Friday, July 27, 2012

Home.

After a long week of working with children, home is where my heart is.

Friday, July 6, 2012

Pondering what the future holds

Today has been an interesting day emotionally for me. I've been a little all over the map with how I have been feeling from morning till now, the afternoon.
I find that my soul becomes anxious when I am not spending a window of time just to communicate with God. If I have that special time to spend with Him, it makes the day seem more lovely & little bit more manageable. I see more blessings rather than losses in my life.
A big question I have been asking myself is "what does the Lord have for me this year?" It's a scary thought at times, but overall, I have had a peace about my senior year of high school. This summer alone has brought about very unexpected changes already & it has been a season of growth, a tremendous time of heart searching. It gives me peace to know that God knows me & He sees me even during the darkest & uncertain times. That is the biggest thing that I have been giving thanks to God for over these past couple of weeks; God sees me & knows me more than anyone.
Having been thinking a lot about my future, I have been meditating on the crazy fact that God is outside of time. He sees me now & he also sees me at my wedding years from now. He knows it all because He has planned it according to who I am.
This upcoming week, I will be counseling a group of 7 girls at a Christian camp. I am very excited about this opportunity! I know that God has placed me with the girls that He wants me to be with & I am confident that Christ will work through my weaknesses to minister to them. Tomorrow is camp check-in, so I get to meet my girls for the first time! I can't wait.

Work instructions –
1. In the blog post, how many girls will the writer counsel at the Christian camp?
2. Extract everything in the blog post from "Today has been" down to "now, the afternoon.".
The data after this has no connection to the blog post.

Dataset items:
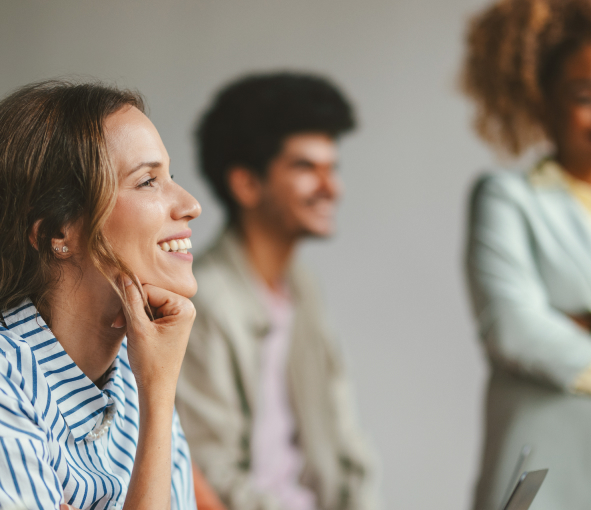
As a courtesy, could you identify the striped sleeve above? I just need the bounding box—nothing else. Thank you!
[0,356,62,510]
[170,409,197,510]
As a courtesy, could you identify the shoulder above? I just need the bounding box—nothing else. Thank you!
[472,170,532,199]
[0,329,47,440]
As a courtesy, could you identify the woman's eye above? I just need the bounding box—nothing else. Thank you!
[138,177,156,188]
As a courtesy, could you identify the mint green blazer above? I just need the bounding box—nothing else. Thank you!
[466,160,591,510]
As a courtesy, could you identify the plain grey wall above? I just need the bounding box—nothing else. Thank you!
[0,0,500,510]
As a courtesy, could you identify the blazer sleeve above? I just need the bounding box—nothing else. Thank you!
[467,175,591,391]
[176,303,280,510]
[328,342,380,510]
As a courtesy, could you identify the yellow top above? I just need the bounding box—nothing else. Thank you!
[560,163,591,394]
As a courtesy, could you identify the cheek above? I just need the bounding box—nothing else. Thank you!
[290,173,320,200]
[104,195,163,258]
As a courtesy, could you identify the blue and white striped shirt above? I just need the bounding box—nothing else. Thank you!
[0,301,196,510]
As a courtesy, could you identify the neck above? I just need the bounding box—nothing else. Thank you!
[237,215,298,290]
[50,260,126,384]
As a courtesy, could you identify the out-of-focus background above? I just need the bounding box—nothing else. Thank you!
[0,0,502,510]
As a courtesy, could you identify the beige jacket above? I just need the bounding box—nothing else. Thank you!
[176,230,375,510]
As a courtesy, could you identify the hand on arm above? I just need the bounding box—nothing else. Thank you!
[467,176,591,391]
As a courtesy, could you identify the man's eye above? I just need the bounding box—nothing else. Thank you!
[138,177,156,188]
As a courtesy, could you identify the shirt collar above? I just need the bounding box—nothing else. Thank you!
[3,299,125,441]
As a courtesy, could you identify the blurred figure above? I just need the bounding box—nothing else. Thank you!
[177,73,374,510]
[464,0,591,510]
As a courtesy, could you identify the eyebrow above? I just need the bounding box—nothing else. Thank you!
[125,160,170,177]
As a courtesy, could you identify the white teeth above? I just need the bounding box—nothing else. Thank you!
[158,238,193,253]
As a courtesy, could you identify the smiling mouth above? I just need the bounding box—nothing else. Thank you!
[158,237,193,253]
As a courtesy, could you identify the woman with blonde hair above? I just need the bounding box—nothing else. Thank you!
[464,0,591,510]
[0,82,201,510]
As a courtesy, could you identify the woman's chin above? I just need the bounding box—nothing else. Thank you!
[162,273,197,298]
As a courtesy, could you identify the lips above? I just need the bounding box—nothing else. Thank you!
[158,237,193,253]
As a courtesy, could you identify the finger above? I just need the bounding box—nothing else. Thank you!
[111,308,127,329]
[142,284,195,319]
[121,275,150,328]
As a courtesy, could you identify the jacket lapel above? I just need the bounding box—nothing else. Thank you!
[206,228,271,412]
[528,160,591,293]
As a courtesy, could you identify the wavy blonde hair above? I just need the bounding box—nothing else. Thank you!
[462,0,591,156]
[0,81,144,324]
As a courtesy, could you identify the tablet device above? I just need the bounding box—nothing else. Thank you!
[503,469,548,510]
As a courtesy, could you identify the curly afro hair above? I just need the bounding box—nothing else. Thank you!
[194,72,355,220]
[462,0,591,156]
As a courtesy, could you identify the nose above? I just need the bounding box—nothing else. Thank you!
[171,183,201,221]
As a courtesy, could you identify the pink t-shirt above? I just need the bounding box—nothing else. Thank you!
[251,284,316,510]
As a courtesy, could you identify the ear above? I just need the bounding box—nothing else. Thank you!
[51,220,81,259]
[29,220,41,251]
[228,166,263,209]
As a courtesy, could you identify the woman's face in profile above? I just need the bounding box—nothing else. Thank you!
[103,107,201,297]
[549,44,591,169]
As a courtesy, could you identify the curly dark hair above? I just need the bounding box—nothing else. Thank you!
[462,0,591,155]
[194,72,355,220]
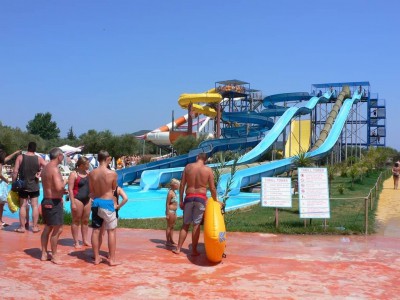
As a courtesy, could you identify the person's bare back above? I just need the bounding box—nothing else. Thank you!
[89,166,117,199]
[41,157,66,199]
[185,161,215,194]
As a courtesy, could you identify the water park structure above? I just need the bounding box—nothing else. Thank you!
[117,80,386,200]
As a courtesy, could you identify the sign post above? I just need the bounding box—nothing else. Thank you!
[261,177,292,228]
[298,168,330,219]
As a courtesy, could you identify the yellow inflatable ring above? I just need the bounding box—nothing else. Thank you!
[7,191,19,213]
[204,198,226,263]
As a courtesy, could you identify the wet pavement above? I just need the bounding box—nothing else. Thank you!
[0,180,400,299]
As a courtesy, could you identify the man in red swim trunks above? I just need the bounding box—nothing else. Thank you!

Solutions per task –
1. A group of 7 girls.

2.
Today has been an interesting day emotionally for me. I've been a little all over the map with how I have been feeling from morning till now, the afternoon.